ASSIGNMENT: Transcribe the data that follows precisely, omitting nothing.

WORKING DATA:
____________________
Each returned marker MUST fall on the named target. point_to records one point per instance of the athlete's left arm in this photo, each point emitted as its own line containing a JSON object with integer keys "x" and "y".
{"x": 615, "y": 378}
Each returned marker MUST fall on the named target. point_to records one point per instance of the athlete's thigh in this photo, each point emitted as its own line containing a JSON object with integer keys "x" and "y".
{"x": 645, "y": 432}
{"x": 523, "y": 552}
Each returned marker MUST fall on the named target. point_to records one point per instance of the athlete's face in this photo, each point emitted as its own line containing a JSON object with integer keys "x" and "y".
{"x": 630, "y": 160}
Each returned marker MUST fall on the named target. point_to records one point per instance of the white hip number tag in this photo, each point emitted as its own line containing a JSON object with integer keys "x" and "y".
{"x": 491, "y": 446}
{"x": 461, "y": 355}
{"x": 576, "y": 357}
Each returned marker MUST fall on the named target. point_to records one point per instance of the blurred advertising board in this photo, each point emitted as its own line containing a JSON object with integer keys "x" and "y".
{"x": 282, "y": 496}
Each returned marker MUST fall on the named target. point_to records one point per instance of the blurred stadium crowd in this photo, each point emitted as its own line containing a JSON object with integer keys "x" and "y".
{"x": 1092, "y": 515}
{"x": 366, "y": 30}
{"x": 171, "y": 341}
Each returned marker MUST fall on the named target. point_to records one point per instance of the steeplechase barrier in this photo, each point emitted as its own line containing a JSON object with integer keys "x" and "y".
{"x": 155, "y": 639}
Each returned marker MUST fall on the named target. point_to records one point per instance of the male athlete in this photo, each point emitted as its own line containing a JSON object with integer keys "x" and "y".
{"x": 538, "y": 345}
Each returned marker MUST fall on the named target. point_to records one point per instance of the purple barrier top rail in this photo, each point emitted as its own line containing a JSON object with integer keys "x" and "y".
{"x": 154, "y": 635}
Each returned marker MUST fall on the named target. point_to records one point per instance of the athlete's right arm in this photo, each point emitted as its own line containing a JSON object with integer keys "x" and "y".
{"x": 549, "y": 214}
____________________
TASK OUTPUT:
Each returned marker MUST fall on the named target. point_to records one point per instance of the athlete's left arm in this photo, each point emitted as its own line containing a JSON object with integer keys "x" and "y".
{"x": 615, "y": 378}
Each returned marker MUST fall on the named target. point_to records one point per instance of the athlete's thigh in this photo, each point emitted as its own line containing a JSON object with integer keys "x" and "y".
{"x": 645, "y": 432}
{"x": 523, "y": 552}
Each returned marker MUST fall on the named target. point_to records one point per instance of the athlete's face in this photo, each point emitted as its own line containing a JSON object with integer keys "x" and "y".
{"x": 630, "y": 160}
Each returned marker MUST fall on the named target. point_to records one point per instance of the white hip number tag in this photo, each point emitted as its own line containing a JSON object with integer keys "x" and "y".
{"x": 491, "y": 446}
{"x": 461, "y": 355}
{"x": 576, "y": 357}
Each returned marker MUST fall on the named target. point_to records one point per instance of the blurred advertising board in this photo, each point emitted as its own line containing a JSON object with integer keys "x" and "y".
{"x": 282, "y": 496}
Each returned marker MUST fall on the named target. point_to records one point per instance of the blurred stadium crowd in this photo, each point emitted as its own line containing a JSON object with integer keys "x" and "y".
{"x": 1092, "y": 515}
{"x": 366, "y": 30}
{"x": 171, "y": 341}
Each returned marker MUST fall on the named target. point_to records one point per instance of the steeplechase barrier in this photo, each point emitted as its own line containing a JSON object with integer keys "x" and "y".
{"x": 155, "y": 639}
Each returned marker MUST fall on the named target. point_to records one point per instance of the male athlete in this photo, each point emitted as its own line containing a JSON object with integer keys "x" and "y".
{"x": 538, "y": 345}
Each returned marker MUST fall on the named target. point_to records one point per instance of the purple barrier top rail in this photo, each point emitted as its own line containing a JSON object with integer keys "x" and "y".
{"x": 154, "y": 635}
Each returned marker MUST fall on the named target. point_to records one point per instance of the athlete's right arm in this photo, each point emitted as its own line containing a JSON object with integer keys "x" and "y".
{"x": 549, "y": 214}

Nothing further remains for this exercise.